**REQUIRED TASK**
Format every line of the items below as a JSON list of strings, one string per line, with blank lines dropped and the pictures left out.

**DATA FOR THE TASK**
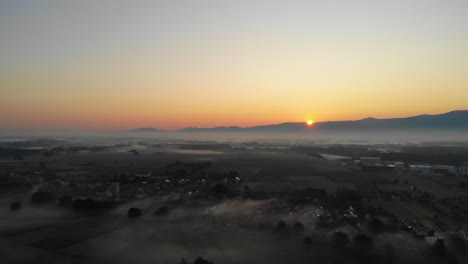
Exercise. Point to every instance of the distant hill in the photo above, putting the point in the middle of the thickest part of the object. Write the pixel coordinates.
(452, 121)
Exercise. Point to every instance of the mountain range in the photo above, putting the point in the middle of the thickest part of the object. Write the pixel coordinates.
(455, 120)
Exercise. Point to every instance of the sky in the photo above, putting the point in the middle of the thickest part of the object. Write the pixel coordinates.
(106, 65)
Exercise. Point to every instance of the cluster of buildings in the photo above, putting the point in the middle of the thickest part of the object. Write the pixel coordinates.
(376, 164)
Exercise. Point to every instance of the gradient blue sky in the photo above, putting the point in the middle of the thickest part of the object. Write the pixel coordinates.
(170, 64)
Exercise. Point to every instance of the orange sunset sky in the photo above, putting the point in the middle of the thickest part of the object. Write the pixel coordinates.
(103, 65)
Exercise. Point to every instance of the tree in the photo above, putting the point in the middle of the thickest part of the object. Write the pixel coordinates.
(298, 227)
(376, 226)
(201, 260)
(281, 226)
(339, 239)
(162, 211)
(134, 212)
(220, 190)
(15, 206)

**TASK OUTPUT**
[
  "Exercise. Point to every instance of the distant hill in the photo above, putting the point in the middle of the thickest part of the object. Write the pixel coordinates.",
  "(452, 121)",
  "Exercise. Point to every instance of the mountain range in the photo above, putting the point in the middle of the thickest part of the object. Write the pixel coordinates.",
  "(455, 120)",
  "Exercise. Point to every instance of the sky in the photo above, putting the point in the middle of the thickest part of the object. Write the pixel coordinates.",
  "(106, 65)",
  "Exercise. Point to every instance of the cluster of buildings in the photo above, putting the point in the middle of the thickest part of the object. Write the pixel coordinates.",
  "(376, 164)",
  "Exercise. Point to every instance of the gradient blue sky in the photo above, putting the point in the middle of the thickest part of the object. Write the pixel coordinates.",
  "(170, 64)",
  "Exercise. Point to every instance of the orange sunset sky in the photo above, putting the point in the middle of the thickest part of the object. Write the pixel coordinates.",
  "(103, 65)",
  "Exercise. Point to every instance of the tree in the photo above, putting the point in the middle of the thickest part of the object. Write the pixel coordinates.",
  "(298, 227)",
  "(376, 226)",
  "(201, 260)",
  "(281, 226)",
  "(339, 239)",
  "(162, 211)",
  "(134, 212)",
  "(220, 190)",
  "(15, 206)"
]